DESCRIZIONE DEL PROBLEMA
Conta le righe qui sotto che contengono la stringa "approximate", distinguendo tra maiuscole e minuscole. Scrivi soltanto il numero.

━━━ DATI REGISTRATI ━━━

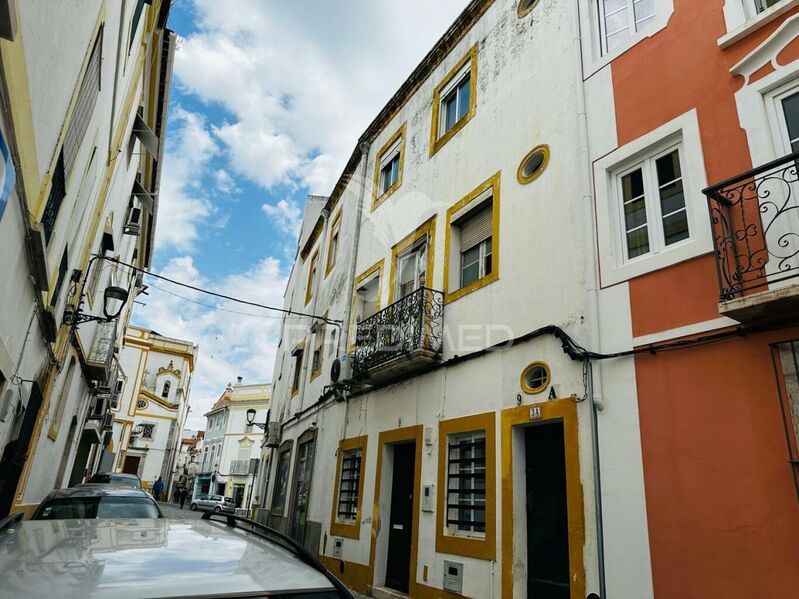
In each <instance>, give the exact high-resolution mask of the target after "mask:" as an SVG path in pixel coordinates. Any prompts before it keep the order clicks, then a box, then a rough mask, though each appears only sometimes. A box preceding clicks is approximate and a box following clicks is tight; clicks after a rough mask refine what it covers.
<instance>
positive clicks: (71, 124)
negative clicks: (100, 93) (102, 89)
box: [63, 29, 103, 178]
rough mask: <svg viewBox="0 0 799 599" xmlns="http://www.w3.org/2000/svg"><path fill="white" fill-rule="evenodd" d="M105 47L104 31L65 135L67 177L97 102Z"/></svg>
mask: <svg viewBox="0 0 799 599" xmlns="http://www.w3.org/2000/svg"><path fill="white" fill-rule="evenodd" d="M102 47H103V31H102V29H101V30H100V33H99V34H98V35H97V41H96V42H95V43H94V48H93V49H92V55H91V57H90V58H89V65H88V66H87V67H86V74H85V75H84V76H83V81H82V82H81V84H80V90H79V91H78V100H77V102H76V104H75V112H73V113H72V120H71V121H70V123H69V127H68V128H67V134H66V136H65V137H64V150H63V154H64V168H65V172H66V176H67V178H68V177H69V175H70V173H71V172H72V168H73V167H74V165H75V158H76V157H77V155H78V149H79V148H80V142H81V141H83V137H84V135H86V130H87V129H88V128H89V122H90V121H91V119H92V114H93V113H94V106H95V104H97V95H98V94H99V93H100V64H101V56H102Z"/></svg>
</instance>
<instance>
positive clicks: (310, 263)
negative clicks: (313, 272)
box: [305, 248, 319, 306]
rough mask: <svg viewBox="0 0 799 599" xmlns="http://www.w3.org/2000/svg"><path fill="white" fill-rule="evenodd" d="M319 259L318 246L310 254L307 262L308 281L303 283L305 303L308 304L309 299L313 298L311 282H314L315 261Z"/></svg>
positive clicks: (309, 300)
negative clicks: (317, 247)
mask: <svg viewBox="0 0 799 599" xmlns="http://www.w3.org/2000/svg"><path fill="white" fill-rule="evenodd" d="M318 260H319V248H316V249H315V250H314V253H313V254H311V259H310V261H309V262H308V281H307V282H306V283H305V305H306V306H307V305H308V302H310V301H311V299H312V298H313V292H314V289H313V284H314V276H313V272H314V267H316V266H317V261H318Z"/></svg>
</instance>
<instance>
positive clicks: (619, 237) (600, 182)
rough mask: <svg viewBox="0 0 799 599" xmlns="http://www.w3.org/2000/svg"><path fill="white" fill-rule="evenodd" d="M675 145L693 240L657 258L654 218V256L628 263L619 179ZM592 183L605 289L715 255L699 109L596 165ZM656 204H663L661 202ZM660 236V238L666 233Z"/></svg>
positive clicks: (602, 281) (610, 156)
mask: <svg viewBox="0 0 799 599" xmlns="http://www.w3.org/2000/svg"><path fill="white" fill-rule="evenodd" d="M675 146H679V147H680V148H681V154H680V166H681V168H682V176H683V193H684V194H685V205H686V209H687V216H688V227H689V233H690V237H688V238H687V239H685V240H682V241H680V242H677V243H674V244H672V245H670V246H666V247H664V248H663V249H662V250H661V251H658V252H656V253H653V252H652V251H651V248H652V245H651V239H652V235H651V231H652V229H651V223H652V222H653V220H652V218H651V213H650V215H649V216H648V219H647V220H648V222H649V223H650V252H649V253H647V254H643V255H641V256H637V257H635V258H633V259H626V255H627V254H626V236H625V232H626V229H625V228H624V220H623V218H622V217H623V207H622V204H621V197H622V196H621V190H620V189H618V183H617V176H619V175H621V174H623V173H624V172H629V170H631V169H632V168H633V167H634V166H635V165H638V164H640V163H641V162H642V161H643V160H645V159H647V158H649V157H654V156H660V155H662V154H663V153H666V152H667V151H668V149H669V148H674V147H675ZM594 180H595V185H596V189H595V191H596V217H597V236H598V241H599V262H600V274H601V279H602V285H613V284H616V283H620V282H622V281H626V280H629V279H631V278H634V277H637V276H640V275H642V274H645V273H647V272H651V271H654V270H659V269H661V268H665V267H667V266H671V265H672V264H677V263H679V262H684V261H686V260H690V259H691V258H695V257H697V256H700V255H703V254H706V253H709V252H712V251H713V234H712V229H711V225H710V218H709V215H708V209H707V202H706V201H705V196H704V195H703V194H702V189H704V188H705V187H707V175H706V174H705V161H704V156H703V153H702V142H701V138H700V135H699V120H698V117H697V114H696V110H695V109H694V110H691V111H689V112H687V113H685V114H683V115H681V116H679V117H677V118H675V119H673V120H671V121H669V122H668V123H665V124H663V125H661V126H660V127H658V128H657V129H655V130H653V131H650V132H649V133H647V134H646V135H643V136H642V137H639V138H638V139H636V140H633V141H632V142H630V143H628V144H626V145H624V146H622V147H621V148H618V149H616V150H614V151H613V152H610V153H609V154H607V155H606V156H604V157H603V158H601V159H600V160H598V161H596V162H595V163H594ZM652 199H653V200H657V201H658V202H659V198H655V197H653V198H652ZM659 213H660V211H659V210H658V214H659ZM657 224H658V227H662V224H661V223H657ZM660 234H661V235H662V232H661V233H660Z"/></svg>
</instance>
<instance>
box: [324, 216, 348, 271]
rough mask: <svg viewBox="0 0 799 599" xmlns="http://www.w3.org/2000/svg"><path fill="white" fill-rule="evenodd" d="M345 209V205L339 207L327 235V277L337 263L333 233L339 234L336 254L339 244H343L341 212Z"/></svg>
mask: <svg viewBox="0 0 799 599" xmlns="http://www.w3.org/2000/svg"><path fill="white" fill-rule="evenodd" d="M343 211H344V207H343V206H342V207H341V208H339V210H338V213H336V216H334V217H333V221H332V224H331V225H330V231H329V232H328V235H327V259H326V260H325V262H326V264H325V278H327V275H329V274H330V271H331V270H333V267H334V266H335V265H336V258H337V256H336V255H333V235H335V234H336V233H338V234H339V243H338V246H337V247H336V254H338V249H339V246H341V213H342V212H343Z"/></svg>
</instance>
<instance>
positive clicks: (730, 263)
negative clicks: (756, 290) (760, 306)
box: [703, 152, 799, 301]
mask: <svg viewBox="0 0 799 599" xmlns="http://www.w3.org/2000/svg"><path fill="white" fill-rule="evenodd" d="M798 166H799V152H796V153H794V154H790V155H788V156H785V157H783V158H780V159H778V160H774V161H772V162H769V163H768V164H764V165H763V166H760V167H757V168H755V169H752V170H750V171H747V172H745V173H742V174H740V175H737V176H735V177H732V178H730V179H727V180H726V181H722V182H721V183H717V184H716V185H713V186H711V187H708V188H707V189H705V190H703V193H704V194H705V195H706V196H707V199H708V207H709V210H710V222H711V226H712V228H713V243H714V252H715V256H716V270H717V274H718V282H719V299H720V300H721V301H728V300H731V299H734V298H737V297H741V296H743V295H744V294H745V293H746V292H750V291H756V290H758V289H762V290H765V289H767V287H768V285H771V284H774V283H780V282H782V281H787V280H789V279H792V278H794V277H799V196H798V195H797V194H799V172H798V171H799V168H798Z"/></svg>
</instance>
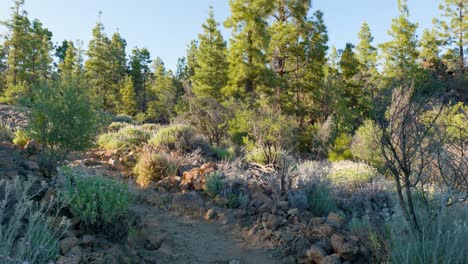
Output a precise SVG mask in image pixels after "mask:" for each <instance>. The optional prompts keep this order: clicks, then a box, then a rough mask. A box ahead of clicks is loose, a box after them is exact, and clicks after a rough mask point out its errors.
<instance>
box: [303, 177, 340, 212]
mask: <svg viewBox="0 0 468 264" xmlns="http://www.w3.org/2000/svg"><path fill="white" fill-rule="evenodd" d="M307 200H308V202H309V211H311V212H312V213H313V214H314V215H315V216H327V215H328V214H329V213H331V212H336V211H337V207H336V202H335V199H334V198H333V194H332V191H331V189H330V186H329V184H327V183H325V182H319V183H316V184H314V185H313V186H312V187H310V188H309V189H308V190H307Z"/></svg>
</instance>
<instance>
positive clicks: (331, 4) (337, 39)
mask: <svg viewBox="0 0 468 264" xmlns="http://www.w3.org/2000/svg"><path fill="white" fill-rule="evenodd" d="M440 1H441V0H409V1H408V5H409V8H410V12H411V20H412V21H414V22H418V23H419V27H420V28H419V33H420V32H421V31H422V29H424V28H430V27H431V26H432V19H433V17H435V16H438V15H439V11H438V9H437V6H438V4H439V3H440ZM228 2H229V1H228V0H131V1H129V0H79V1H77V0H26V5H25V9H26V10H27V11H28V13H29V15H30V18H38V19H39V20H41V21H42V22H43V23H44V25H45V26H46V27H48V28H49V30H51V31H52V32H53V34H54V36H53V41H54V42H61V41H62V40H64V39H71V40H78V39H79V40H83V41H84V46H85V48H86V47H87V43H88V41H89V39H90V38H91V29H92V28H93V27H94V25H95V23H96V21H97V18H98V12H99V10H101V11H102V12H103V15H102V22H103V23H104V26H105V29H106V32H107V34H108V35H109V36H110V35H111V34H112V33H113V32H115V31H116V30H117V29H118V30H119V32H120V34H121V35H122V36H123V37H124V38H125V39H126V40H127V43H128V49H129V50H131V48H133V47H135V46H139V47H146V48H148V49H149V51H150V52H151V56H152V57H153V58H154V57H156V56H158V57H161V58H162V59H163V60H164V62H165V64H166V66H167V67H168V68H170V69H174V68H175V65H176V62H177V58H178V57H182V56H184V55H185V50H186V47H187V44H188V43H189V42H190V40H192V39H194V38H196V37H197V35H198V34H199V33H200V32H201V24H202V23H203V22H204V21H205V20H206V17H207V16H208V6H209V5H210V4H211V5H213V6H214V10H215V16H216V18H217V20H219V21H221V22H222V21H224V20H225V19H226V18H227V17H228V16H229V4H228ZM312 2H313V9H314V10H317V9H320V10H321V11H323V12H324V14H325V22H326V25H327V27H328V32H329V37H330V42H329V46H332V45H334V46H336V47H337V48H338V49H340V48H343V47H344V46H345V44H346V42H351V43H357V33H358V31H359V29H360V26H361V24H362V22H363V21H367V22H368V23H369V25H370V27H371V30H372V33H373V34H374V36H375V41H376V42H377V43H381V42H384V41H386V40H388V36H387V30H388V28H389V27H390V24H391V20H392V18H394V17H395V16H397V15H398V10H397V0H313V1H312ZM12 3H13V1H11V0H0V20H2V21H3V20H6V19H8V18H9V16H10V15H9V14H10V9H9V7H10V6H11V5H12ZM221 24H222V23H221ZM4 31H5V29H4V28H0V33H4ZM223 34H224V36H225V38H228V37H229V34H230V32H229V31H228V30H225V29H223Z"/></svg>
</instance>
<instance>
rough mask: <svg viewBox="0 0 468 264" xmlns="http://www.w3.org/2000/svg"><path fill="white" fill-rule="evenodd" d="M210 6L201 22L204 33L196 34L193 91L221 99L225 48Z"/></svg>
mask: <svg viewBox="0 0 468 264" xmlns="http://www.w3.org/2000/svg"><path fill="white" fill-rule="evenodd" d="M218 25H219V24H218V23H217V22H216V20H215V18H214V12H213V7H211V6H210V13H209V17H208V19H207V20H206V22H205V24H203V30H204V33H203V34H200V35H199V36H198V40H199V43H200V44H199V46H198V50H197V52H196V53H195V60H196V62H197V65H196V67H195V73H194V75H193V77H192V80H193V93H194V94H195V95H196V96H197V97H199V98H206V97H213V98H215V99H218V100H220V99H221V89H222V88H224V86H226V84H227V68H228V64H227V61H226V55H227V48H226V43H225V42H224V39H223V36H222V35H221V32H220V31H219V29H218Z"/></svg>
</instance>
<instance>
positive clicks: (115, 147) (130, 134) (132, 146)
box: [98, 125, 150, 150]
mask: <svg viewBox="0 0 468 264" xmlns="http://www.w3.org/2000/svg"><path fill="white" fill-rule="evenodd" d="M149 137H150V135H149V133H148V132H147V131H145V130H143V129H141V128H139V127H134V126H131V125H130V126H126V127H124V128H123V129H121V130H120V131H118V132H110V133H106V134H102V135H100V136H99V139H98V145H99V146H100V147H102V148H104V149H108V150H119V149H125V148H132V147H136V146H141V145H142V144H144V143H146V141H147V140H148V139H149Z"/></svg>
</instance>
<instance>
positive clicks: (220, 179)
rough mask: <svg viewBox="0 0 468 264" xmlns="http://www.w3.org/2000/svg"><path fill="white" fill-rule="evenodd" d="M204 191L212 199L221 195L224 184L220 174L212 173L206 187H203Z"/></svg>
mask: <svg viewBox="0 0 468 264" xmlns="http://www.w3.org/2000/svg"><path fill="white" fill-rule="evenodd" d="M203 190H204V191H205V193H206V194H208V195H209V196H210V197H212V198H214V197H216V196H217V195H219V194H221V192H222V190H223V182H222V180H221V177H220V176H219V174H218V173H212V174H210V175H208V176H207V177H206V181H205V185H203Z"/></svg>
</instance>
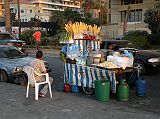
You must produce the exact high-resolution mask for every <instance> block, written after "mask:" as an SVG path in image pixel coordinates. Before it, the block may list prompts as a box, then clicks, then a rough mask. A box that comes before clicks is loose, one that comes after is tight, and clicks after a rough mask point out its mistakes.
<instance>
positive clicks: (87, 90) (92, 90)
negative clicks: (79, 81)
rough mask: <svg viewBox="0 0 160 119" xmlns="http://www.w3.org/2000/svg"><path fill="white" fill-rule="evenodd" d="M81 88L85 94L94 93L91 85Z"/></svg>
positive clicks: (82, 87)
mask: <svg viewBox="0 0 160 119" xmlns="http://www.w3.org/2000/svg"><path fill="white" fill-rule="evenodd" d="M82 90H83V92H84V93H85V94H86V95H92V94H94V88H92V87H82Z"/></svg>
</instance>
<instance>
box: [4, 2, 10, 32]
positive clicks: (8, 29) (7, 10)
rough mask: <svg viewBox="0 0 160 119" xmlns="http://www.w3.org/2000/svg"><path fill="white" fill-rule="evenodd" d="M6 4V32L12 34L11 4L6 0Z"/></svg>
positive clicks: (5, 10)
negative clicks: (11, 25) (9, 3)
mask: <svg viewBox="0 0 160 119" xmlns="http://www.w3.org/2000/svg"><path fill="white" fill-rule="evenodd" d="M4 4H5V24H6V31H7V32H10V33H11V17H10V4H9V0H4Z"/></svg>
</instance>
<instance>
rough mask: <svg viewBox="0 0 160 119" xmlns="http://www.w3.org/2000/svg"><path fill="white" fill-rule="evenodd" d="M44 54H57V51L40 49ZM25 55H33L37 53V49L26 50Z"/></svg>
mask: <svg viewBox="0 0 160 119" xmlns="http://www.w3.org/2000/svg"><path fill="white" fill-rule="evenodd" d="M40 50H41V51H42V52H43V53H44V54H52V53H54V54H57V55H58V54H59V51H60V50H58V49H40ZM25 52H26V53H28V54H35V53H36V52H37V49H36V48H26V50H25Z"/></svg>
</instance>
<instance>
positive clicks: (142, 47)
mask: <svg viewBox="0 0 160 119" xmlns="http://www.w3.org/2000/svg"><path fill="white" fill-rule="evenodd" d="M124 40H128V41H130V42H131V43H132V45H133V47H136V48H139V49H148V48H150V44H149V42H148V33H147V32H145V31H134V32H130V33H127V34H126V35H125V36H124Z"/></svg>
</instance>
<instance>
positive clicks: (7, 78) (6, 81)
mask: <svg viewBox="0 0 160 119" xmlns="http://www.w3.org/2000/svg"><path fill="white" fill-rule="evenodd" d="M0 81H3V82H7V81H8V76H7V74H6V72H5V71H4V70H0Z"/></svg>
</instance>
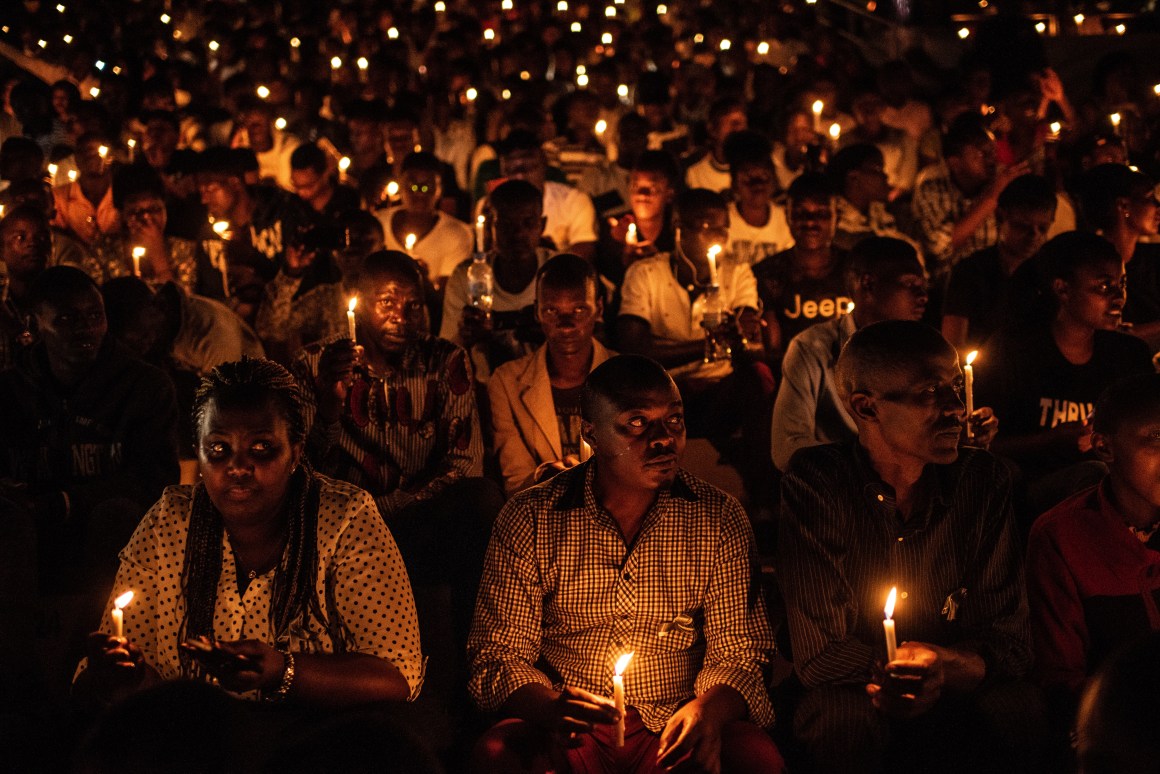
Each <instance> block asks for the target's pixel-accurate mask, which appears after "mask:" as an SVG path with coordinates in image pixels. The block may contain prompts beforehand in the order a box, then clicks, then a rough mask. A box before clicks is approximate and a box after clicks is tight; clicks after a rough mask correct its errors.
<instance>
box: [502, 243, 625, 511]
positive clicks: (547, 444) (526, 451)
mask: <svg viewBox="0 0 1160 774" xmlns="http://www.w3.org/2000/svg"><path fill="white" fill-rule="evenodd" d="M599 283H600V280H599V277H597V275H596V269H595V268H593V266H592V263H589V262H588V261H586V260H583V259H582V258H580V256H579V255H572V254H570V253H563V254H560V255H556V256H554V258H552V259H549V261H548V262H546V263H544V265H543V266H542V267H541V268H539V272H538V273H537V274H536V319H537V320H538V321H539V327H541V330H543V332H544V339H545V343H543V345H542V346H541V347H539V348H537V349H536V350H535V352H532V353H530V354H528V355H524V356H523V357H521V359H520V360H514V361H512V362H508V363H503V364H502V366H500V367H499V368H496V369H495V372H494V374H493V375H492V378H491V379H488V382H487V395H488V397H490V398H491V405H492V431H493V433H494V436H495V453H496V455H498V456H499V461H500V472H501V473H502V475H503V489H505V490H506V491H507V493H508V494H514V493H515V492H519V491H520V490H522V489H525V487H528V486H530V485H532V484H538V483H541V482H543V480H546V479H549V478H551V477H552V476H554V475H556V473H558V472H559V471H561V470H566V469H568V468H572V466H573V465H577V464H579V463H580V462H583V461H585V460H586V458H587V456H588V451H587V449H585V446H586V444H585V443H583V442H582V441H581V439H580V390H581V388H582V386H583V381H585V378H586V377H587V376H588V372H589V371H592V369H594V368H596V367H597V366H600V364H601V363H602V362H604V361H606V360H608V359H609V357H610V356H611V355H612V354H614V353H611V352H610V350H609V349H608V348H607V347H604V345H602V343H601V342H600V341H597V340H596V339H595V338H594V335H593V334H594V332H595V328H596V324H597V323H600V321H601V316H602V313H603V302H602V301H601V297H600V287H599Z"/></svg>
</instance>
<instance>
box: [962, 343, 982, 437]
mask: <svg viewBox="0 0 1160 774" xmlns="http://www.w3.org/2000/svg"><path fill="white" fill-rule="evenodd" d="M978 356H979V350H978V349H972V350H971V352H970V353H967V355H966V364H965V366H963V392H964V397H965V399H966V437H974V431H973V429H972V428H971V414H973V413H974V367H973V366H972V364H971V363H973V362H974V359H976V357H978Z"/></svg>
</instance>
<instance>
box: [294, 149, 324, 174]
mask: <svg viewBox="0 0 1160 774" xmlns="http://www.w3.org/2000/svg"><path fill="white" fill-rule="evenodd" d="M326 167H327V164H326V152H325V151H322V149H320V147H319V146H318V145H314V144H313V143H303V144H302V145H299V146H298V147H296V149H295V150H293V153H291V154H290V168H291V169H311V171H313V172H314V174H325V173H326Z"/></svg>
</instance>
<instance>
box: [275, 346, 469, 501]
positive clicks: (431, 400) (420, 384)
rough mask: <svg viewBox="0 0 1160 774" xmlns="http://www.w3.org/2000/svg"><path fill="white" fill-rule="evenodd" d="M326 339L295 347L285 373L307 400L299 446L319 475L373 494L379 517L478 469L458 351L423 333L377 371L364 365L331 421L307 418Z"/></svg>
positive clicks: (428, 496)
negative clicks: (312, 342)
mask: <svg viewBox="0 0 1160 774" xmlns="http://www.w3.org/2000/svg"><path fill="white" fill-rule="evenodd" d="M326 343H328V342H319V343H316V345H311V346H309V347H306V348H305V349H303V352H302V354H300V355H299V356H298V359H297V360H296V361H295V364H293V372H295V376H296V377H297V378H298V382H299V383H300V384H302V388H303V390H304V391H305V393H306V395H307V396H310V397H311V398H312V400H311V402H309V403H310V404H311V405H310V407H309V408H307V411H306V422H307V426H310V427H311V429H310V435H309V437H307V451H309V453H310V455H311V460H312V461H313V462H314V465H316V466H317V468H318V470H319V471H320V472H324V473H326V475H327V476H332V477H334V478H338V479H341V480H345V482H350V483H351V484H355V485H357V486H361V487H362V489H364V490H367V491H368V492H370V493H371V494H372V495H374V497H375V504H376V505H378V508H379V511H380V512H382V513H383V516H384V518H386V516H390V515H391V514H392V513H396V512H397V511H399V509H400V508H404V507H406V506H408V505H411V504H413V502H415V501H419V500H427V499H430V498H432V497H435V495H436V494H438V493H440V492H441V491H442V490H443V489H445V487H447V486H448V485H449V484H451V483H454V482H456V480H458V479H459V478H463V477H467V476H479V475H481V471H483V456H484V446H483V440H481V439H480V435H479V415H478V414H477V412H476V396H474V392H473V391H472V377H471V368H470V367H469V364H467V357H466V353H465V352H464V350H463V348H462V347H458V346H456V345H454V343H451V342H450V341H444V340H442V339H436V338H434V337H423V338H422V339H419V340H418V341H414V342H413V343H412V345H411V346H409V348H408V349H407V352H406V353H404V355H403V357H401V367H400V368H399V369H389V370H386V371H384V372H382V374H379V372H377V371H375V370H374V369H371V368H370V367H365V371H364V376H362V377H360V378H356V379H355V383H354V385H353V386H351V388H350V389H349V391H348V397H347V402H346V406H345V408H343V411H342V415H341V417H340V418H339V421H338V422H335V424H334V425H322V424H318V422H314V412H316V410H314V403H317V396H316V392H314V391H316V384H314V379H316V378H317V376H318V362H319V360H320V359H321V356H322V349H324V347H325V346H326Z"/></svg>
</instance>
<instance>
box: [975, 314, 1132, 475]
mask: <svg viewBox="0 0 1160 774" xmlns="http://www.w3.org/2000/svg"><path fill="white" fill-rule="evenodd" d="M1151 371H1152V355H1151V353H1150V352H1148V347H1147V345H1146V343H1144V341H1141V340H1140V339H1137V338H1136V337H1132V335H1128V334H1126V333H1118V332H1116V331H1096V333H1095V346H1094V352H1093V354H1092V360H1089V361H1088V362H1086V363H1083V364H1082V366H1075V364H1073V363H1070V362H1067V360H1066V359H1065V357H1064V355H1063V353H1060V352H1059V348H1058V347H1057V346H1056V341H1054V339H1053V338H1052V335H1051V331H1050V328H1041V330H1037V331H1035V332H1023V333H1022V334H1018V333H1007V332H1005V333H1001V334H999V335H996V337H995V338H994V339H993V340H992V345H991V346H989V347H988V349H987V350H985V352H983V353H980V357H979V361H978V362H977V363H976V364H974V396H976V400H974V405H976V406H991V407H992V408H994V411H995V415H996V417H998V418H999V422H1000V425H999V427H1000V433H1002V434H1003V435H1008V436H1017V435H1030V434H1031V433H1037V432H1039V431H1045V429H1051V428H1053V427H1057V426H1059V425H1063V424H1064V422H1076V421H1078V422H1082V421H1086V420H1087V418H1088V414H1090V413H1092V410H1093V408H1094V407H1095V402H1096V399H1097V398H1099V397H1100V393H1101V392H1103V390H1104V389H1105V388H1107V386H1108V385H1110V384H1111V383H1114V382H1116V381H1117V379H1119V378H1123V377H1125V376H1130V375H1133V374H1146V372H1151ZM1081 458H1082V455H1081V454H1080V453H1079V449H1078V448H1076V449H1074V450H1073V451H1071V453H1068V454H1060V455H1059V456H1057V457H1056V458H1046V457H1044V456H1043V455H1037V457H1036V458H1035V460H1016V462H1018V463H1020V464H1021V465H1023V466H1024V468H1025V469H1029V470H1031V471H1044V470H1050V469H1053V468H1059V466H1063V465H1066V464H1071V463H1073V462H1079V461H1080V460H1081Z"/></svg>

━━━

SPAZIO RISPOSTA
2